_YOUR OBJECTIVE_
From the passage on President Trump's budget proposal, reproduce verbatim the stretch that begins with the words containing "President Trump’s latest" and ends with "the next decade.".

_PAGE EXTRACT_

....................

President Trump’s latest budget proposal cuts spending with more abandon than purpose. The administration’s plan slashes expenditures not to tame deficits, recognize economic realities or enable investments. These are cuts for their own sake, ending programs and services as an end in itself.
Trump’s budget would shrink spending on the Environmental Protection Agency by 26%, the U.S. Agency for International Development by 22% and the Department of Housing and Urban Development by 15%. It would reduce health care subsidies under Medicaid and the Affordable Care Act by $1 trillion, food stamps by $181 billion and disability programs by $75 billion over the next decade.
While a deadly virus is threatening a global pandemic, the administration proposes a 16% cut to the Centers for Disease Control and Prevention. With the Democratic presidential candidates debating how to stem $1.5 trillion in outstanding higher education debt, it would reduce subsidized college loans and eliminate debt forgiveness for teachers and others in public-service professions. As the Food and Drug Administration grapples with the spread of vaping, it would strip nicotine regulation from the agency entirely and turn it over to a new bureaucracy within the Department of Health and Human Services — which, by the way, faces a 9% cut.

....................

_RECORDED INFORMATION_
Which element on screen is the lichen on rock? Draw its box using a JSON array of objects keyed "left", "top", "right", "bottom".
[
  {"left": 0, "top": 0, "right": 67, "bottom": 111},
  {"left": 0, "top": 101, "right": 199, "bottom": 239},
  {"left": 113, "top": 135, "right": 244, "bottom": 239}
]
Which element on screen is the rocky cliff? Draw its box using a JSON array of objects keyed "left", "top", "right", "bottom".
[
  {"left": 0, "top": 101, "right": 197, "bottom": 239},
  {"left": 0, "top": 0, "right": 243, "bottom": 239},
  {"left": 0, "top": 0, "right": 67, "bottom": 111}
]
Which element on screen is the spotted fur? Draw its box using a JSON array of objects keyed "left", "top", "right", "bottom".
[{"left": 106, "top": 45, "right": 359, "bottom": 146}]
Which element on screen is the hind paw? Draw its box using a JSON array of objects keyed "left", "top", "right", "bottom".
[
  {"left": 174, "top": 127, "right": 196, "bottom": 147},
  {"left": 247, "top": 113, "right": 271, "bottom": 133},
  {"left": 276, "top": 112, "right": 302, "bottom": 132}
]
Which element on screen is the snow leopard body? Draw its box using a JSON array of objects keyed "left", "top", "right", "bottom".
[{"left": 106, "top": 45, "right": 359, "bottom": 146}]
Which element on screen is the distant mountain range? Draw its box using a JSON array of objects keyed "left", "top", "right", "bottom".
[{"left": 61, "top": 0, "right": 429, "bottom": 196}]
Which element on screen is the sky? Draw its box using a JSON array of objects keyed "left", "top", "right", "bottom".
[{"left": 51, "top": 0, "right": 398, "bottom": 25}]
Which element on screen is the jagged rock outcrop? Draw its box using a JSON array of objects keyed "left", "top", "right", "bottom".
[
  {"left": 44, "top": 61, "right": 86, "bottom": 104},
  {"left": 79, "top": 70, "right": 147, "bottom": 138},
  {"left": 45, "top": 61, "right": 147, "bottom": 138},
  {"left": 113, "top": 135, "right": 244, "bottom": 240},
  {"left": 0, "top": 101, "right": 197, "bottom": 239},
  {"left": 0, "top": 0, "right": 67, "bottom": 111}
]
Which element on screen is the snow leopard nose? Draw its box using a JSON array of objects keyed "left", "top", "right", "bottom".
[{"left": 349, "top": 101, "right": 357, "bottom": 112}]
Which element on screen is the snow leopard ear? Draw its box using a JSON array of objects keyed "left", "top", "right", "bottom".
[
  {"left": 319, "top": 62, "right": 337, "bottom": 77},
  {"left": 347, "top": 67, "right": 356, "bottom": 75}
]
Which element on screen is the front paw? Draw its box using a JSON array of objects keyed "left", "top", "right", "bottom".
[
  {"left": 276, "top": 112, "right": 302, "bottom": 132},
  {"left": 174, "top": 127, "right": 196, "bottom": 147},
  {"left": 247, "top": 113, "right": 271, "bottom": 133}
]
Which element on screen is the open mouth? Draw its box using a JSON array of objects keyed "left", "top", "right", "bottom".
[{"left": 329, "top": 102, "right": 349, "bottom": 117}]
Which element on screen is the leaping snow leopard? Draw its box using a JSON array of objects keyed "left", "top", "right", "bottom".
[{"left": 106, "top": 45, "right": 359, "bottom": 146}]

....................

_ANSWER TO THIS PROBLEM_
President Trump’s latest budget proposal cuts spending with more abandon than purpose. The administration’s plan slashes expenditures not to tame deficits, recognize economic realities or enable investments. These are cuts for their own sake, ending programs and services as an end in itself.
Trump’s budget would shrink spending on the Environmental Protection Agency by 26%, the U.S. Agency for International Development by 22% and the Department of Housing and Urban Development by 15%. It would reduce health care subsidies under Medicaid and the Affordable Care Act by $1 trillion, food stamps by $181 billion and disability programs by $75 billion over the next decade.